TEXT BLOCK
Abstract

Abstract Metastasis, a major characteristic of malignancy, causes high mortality. Accumulating evidence suggests that cancer intends to metastasize to specific organ, however the molecular mechanisms remain unknown. Others and us have demonstrated that epithelial to mesenchymal transition (EMT) plays key roles in initiation of primary tumor adherent, migration, and invasion, whereas mesenchymal to epithelial transition (MET) revokes “sleeping” disseminated tumor cell (DTC) to colonization at distant metastatic organ sites and facilitates the tumor cell proliferation. We have successfully generated the lung-specific metastatic subclones of human prostate cancer PC3 and murine RM1 cells. Through omic bench work and data analysis and comparison with TCGA database, we, for the first time, identified a preliminary network of “driver genes” that potentially promotes the reversible EMT/MET process We utilized cutting-edge tools of data analysis to identify the selected driver genes (LAMA, SPP1, ITGB3, S100A8, SERPINE, DKK2) and further characterized the gene functions via in vitro bioassay of cell proliferation, migration, invasion, cell cycle, and apoptotic testing etc, and in vivo with our unique cell and animal metastatic models. We observed that the rate of organ-specific metastasis was dramatically reduced when these gene expression levels were changed. Finally, we confirmed our findings using TMA slides, Our results may provide novel mechanisms of metastasis and clinical targets of cancer therapy. Supported by NSFC projects 81773146; Guangdong Provincial Key Laboratory of Cell Microenvironment and Disease Research (2017B030301018); JCYJ20170412152943794, JCYJ20170412154619484, JCYJ20170307105128101, JCYJ2017030711041760 Note: This abstract was not presented at the meeting. Citation Format: Ming Chang, Xin Huang, Songjian Lu, Wei Zhang, Weiping Liang, Evan Keller, Xinghua Lu, Jian Zhang. Driver genes network promotes mesenchymal to epithelial transition and organ-specific metastasis [abstract]. In: Proceedings of the American Association for Cancer Research Annual Meeting 2019; 2019 Mar 29-Apr 3; Atlanta, GA. Philadelphia (PA): AACR; Cancer Res 2019;79(13 Suppl):Abstract nr 2784.

YOUR TASKS
a – Rewrite the abstract's paragraph that begins "Abstract Metastasis, a major characteristic" as a shorter list, keeping its main facts.
b – List all the genes the abstract names as selected driver genes.
The items are not needed to do the tasks.

THE DATA

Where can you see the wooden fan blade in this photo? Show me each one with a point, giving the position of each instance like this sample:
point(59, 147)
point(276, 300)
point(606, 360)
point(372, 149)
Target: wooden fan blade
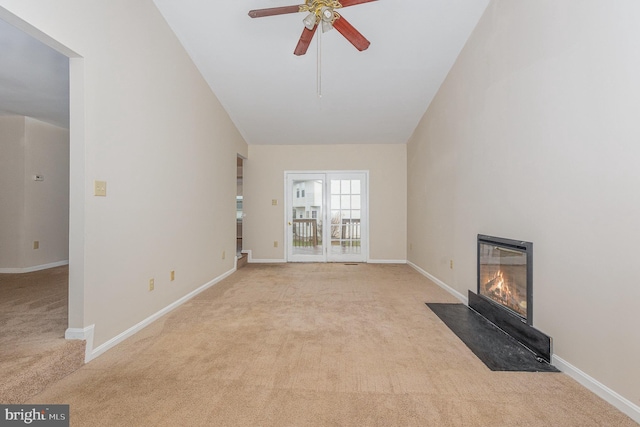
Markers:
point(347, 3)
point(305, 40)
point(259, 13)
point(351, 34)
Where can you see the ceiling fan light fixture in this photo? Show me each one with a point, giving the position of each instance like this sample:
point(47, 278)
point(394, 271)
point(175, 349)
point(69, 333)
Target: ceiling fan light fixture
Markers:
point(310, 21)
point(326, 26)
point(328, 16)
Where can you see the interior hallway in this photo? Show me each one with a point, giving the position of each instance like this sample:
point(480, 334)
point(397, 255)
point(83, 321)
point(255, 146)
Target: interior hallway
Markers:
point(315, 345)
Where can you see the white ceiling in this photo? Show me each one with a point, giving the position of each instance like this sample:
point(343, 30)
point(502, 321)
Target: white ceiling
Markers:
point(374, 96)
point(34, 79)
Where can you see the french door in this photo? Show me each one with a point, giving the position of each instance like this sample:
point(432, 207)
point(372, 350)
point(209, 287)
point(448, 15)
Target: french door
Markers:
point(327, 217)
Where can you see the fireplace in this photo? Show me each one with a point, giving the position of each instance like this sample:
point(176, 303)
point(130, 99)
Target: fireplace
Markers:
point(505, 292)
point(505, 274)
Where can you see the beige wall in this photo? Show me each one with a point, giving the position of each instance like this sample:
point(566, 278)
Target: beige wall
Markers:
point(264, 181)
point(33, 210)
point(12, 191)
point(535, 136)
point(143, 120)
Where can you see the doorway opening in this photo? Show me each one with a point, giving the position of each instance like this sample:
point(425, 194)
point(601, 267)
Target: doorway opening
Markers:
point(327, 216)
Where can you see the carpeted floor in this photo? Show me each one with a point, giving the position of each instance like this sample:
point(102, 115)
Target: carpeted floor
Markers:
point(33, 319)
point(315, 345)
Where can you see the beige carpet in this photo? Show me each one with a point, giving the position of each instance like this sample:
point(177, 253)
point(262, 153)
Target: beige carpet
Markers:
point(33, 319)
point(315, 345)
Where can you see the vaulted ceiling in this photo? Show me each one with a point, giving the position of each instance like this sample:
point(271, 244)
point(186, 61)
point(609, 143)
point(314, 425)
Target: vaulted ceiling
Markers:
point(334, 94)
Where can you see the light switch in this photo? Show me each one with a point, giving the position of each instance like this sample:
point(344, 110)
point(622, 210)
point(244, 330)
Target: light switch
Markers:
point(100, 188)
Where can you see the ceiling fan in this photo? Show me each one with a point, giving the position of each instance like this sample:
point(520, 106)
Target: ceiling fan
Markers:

RESPONSES PER TASK
a –
- Metastasis causes high mortality, and cancer tends to spread to specific organs, but the molecular mechanisms are unknown.
- Epithelial to mesenchymal transition (EMT) drives primary tumor adherence, migration and invasion. Mesenchymal to epithelial transition (MET) wakes "sleeping" disseminated tumor cells so they colonize distant organs and grow.
- The team generated lung-specific metastatic subclones of human prostate cancer PC3 cells and murine RM1 cells.
- Using omic work, data analysis and comparison with the TCGA database, they identified for the first time a preliminary network of "driver genes" that may promote the reversible EMT/MET process.
- They selected six driver genes and tested their functions in vitro (proliferation, migration, invasion, cell cycle, apoptosis) and in vivo with their own cell and animal metastatic models.
- Changing the expression of these genes dramatically reduced the rate of organ-specific metastasis. TMA slides confirmed the findings.
- The results may point to new mechanisms of metastasis and new targets for cancer therapy.
- The work was funded by NSFC project 81773146, the Guangdong Provincial Key Laboratory of Cell Microenvironment and Disease Research, and several JCYJ grants.
- The abstract was not presented at the meeting. It appears in the Proceedings of the AACR Annual Meeting 2019 (Cancer Res 2019;79(13 Suppl): Abstract nr 2784).

b – LAMA, SPP1, ITGB3, S100A8, SERPINE, DKK2